Reproduce the entire listing below verbatim, line for line.

Point labeling examples:
◇ ◇ ◇
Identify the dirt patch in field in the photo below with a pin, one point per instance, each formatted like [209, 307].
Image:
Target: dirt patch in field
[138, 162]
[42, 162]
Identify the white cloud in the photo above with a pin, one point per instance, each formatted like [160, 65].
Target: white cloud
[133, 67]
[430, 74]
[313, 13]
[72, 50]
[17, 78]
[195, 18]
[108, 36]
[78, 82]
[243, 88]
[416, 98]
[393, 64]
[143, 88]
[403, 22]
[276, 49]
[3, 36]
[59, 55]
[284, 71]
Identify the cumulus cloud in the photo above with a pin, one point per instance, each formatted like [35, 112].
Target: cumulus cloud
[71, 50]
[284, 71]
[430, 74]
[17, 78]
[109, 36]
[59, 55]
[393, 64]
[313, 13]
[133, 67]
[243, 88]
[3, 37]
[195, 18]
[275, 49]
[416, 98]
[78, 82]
◇ ◇ ◇
Solution for this task:
Identify the dirt patch in field in the photo below with a pin, one point per instance, each formatted like [209, 307].
Image:
Target: dirt patch in field
[138, 162]
[42, 162]
Identify the white cloud in the photo above with a pin, one point per instance, each formatted like [160, 65].
Target: white cloud
[133, 67]
[430, 74]
[313, 13]
[72, 50]
[17, 78]
[195, 18]
[108, 36]
[78, 82]
[243, 88]
[416, 98]
[393, 64]
[143, 88]
[403, 22]
[276, 49]
[3, 36]
[59, 55]
[284, 71]
Identify the cumulus cloud in the photo above with a pin, one point per instance, each formatted like [35, 112].
Target: cumulus cloud
[71, 50]
[284, 71]
[430, 74]
[17, 78]
[109, 36]
[59, 55]
[393, 64]
[313, 13]
[133, 67]
[243, 88]
[3, 37]
[195, 18]
[275, 49]
[416, 98]
[78, 82]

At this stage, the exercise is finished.